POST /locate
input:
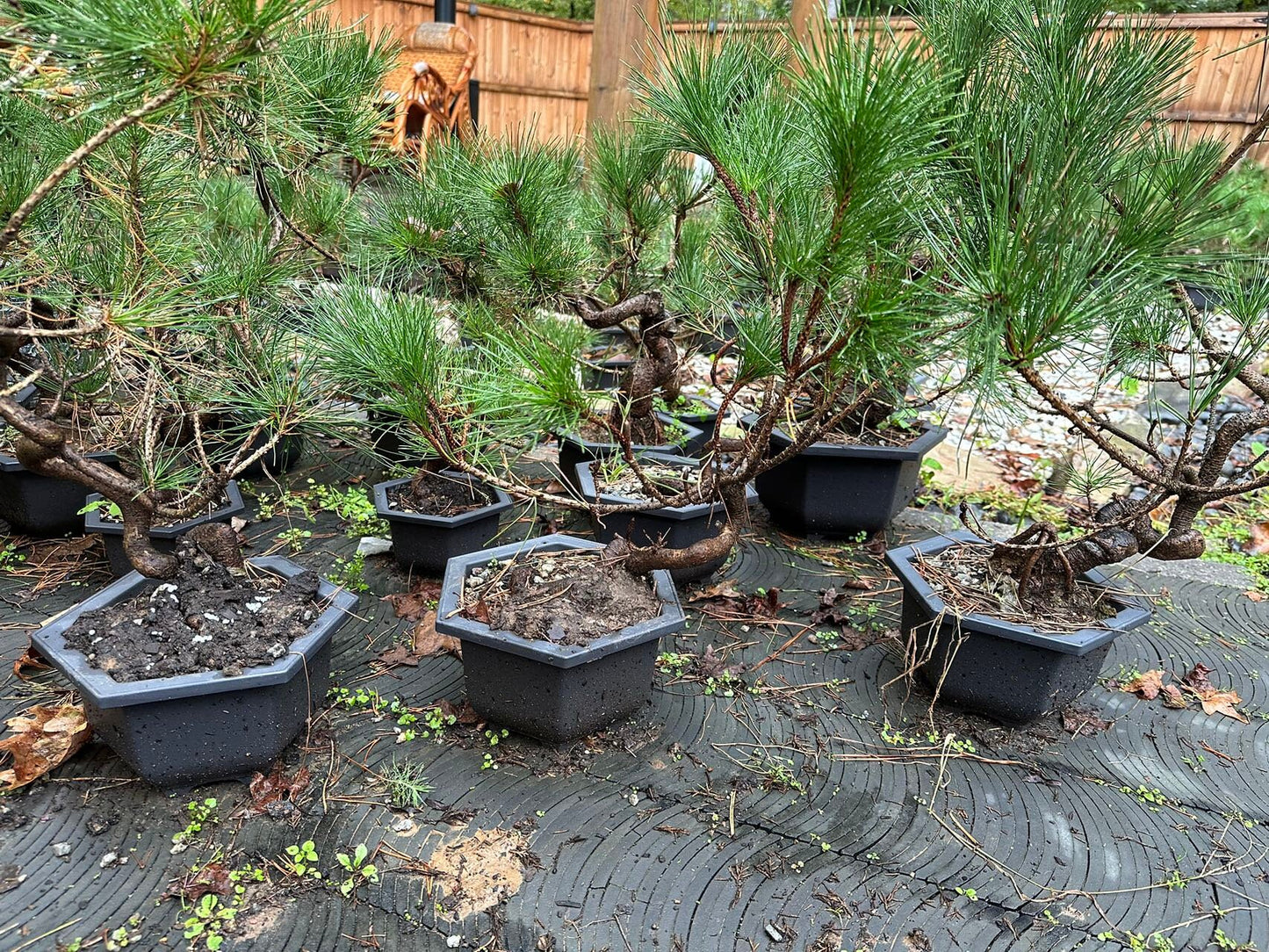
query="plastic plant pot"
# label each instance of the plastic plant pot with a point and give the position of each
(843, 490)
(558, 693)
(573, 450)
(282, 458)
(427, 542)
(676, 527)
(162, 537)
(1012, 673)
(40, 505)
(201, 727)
--
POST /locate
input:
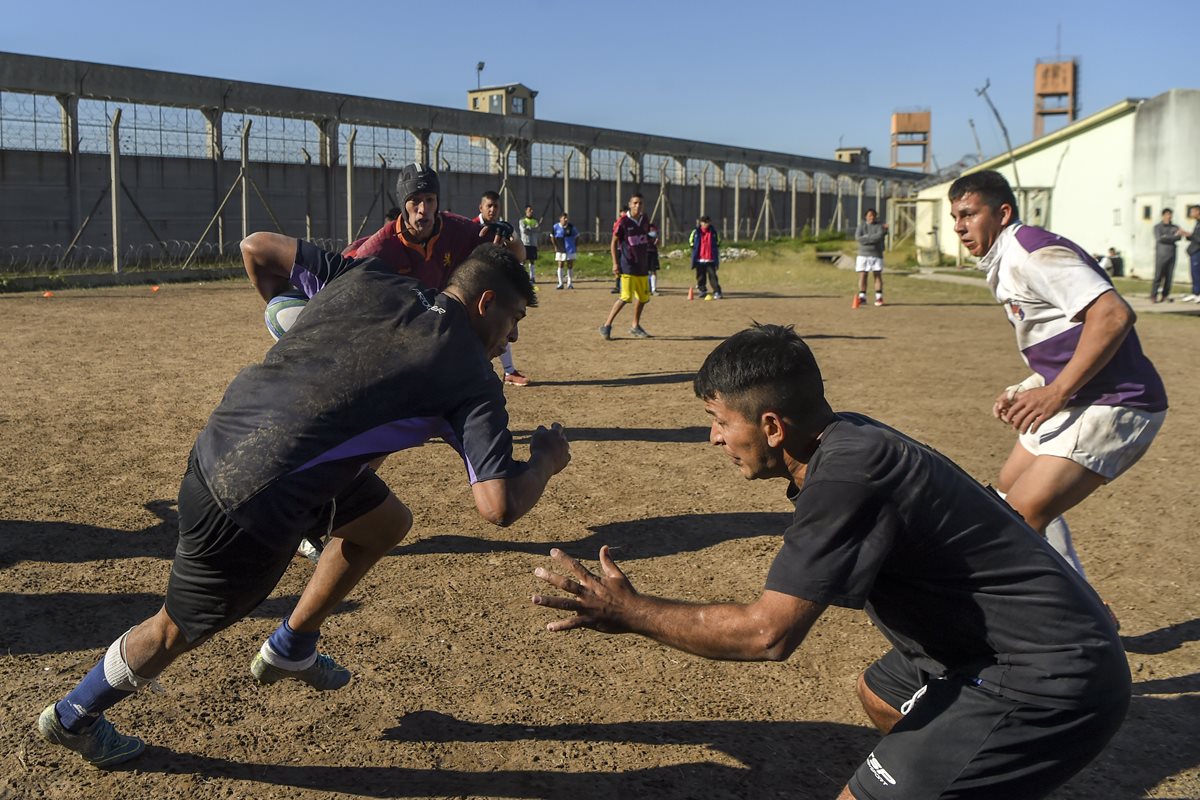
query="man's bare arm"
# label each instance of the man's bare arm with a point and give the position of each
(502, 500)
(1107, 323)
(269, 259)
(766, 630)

▶ Exercise description: Locate each line above that contains the word "give", and copy those lines in full.

▶ Exercise result:
# label each instance of the plastic plant pot with a point and give the position of each
# label each instance of the man's bare arm with a point and give the position of each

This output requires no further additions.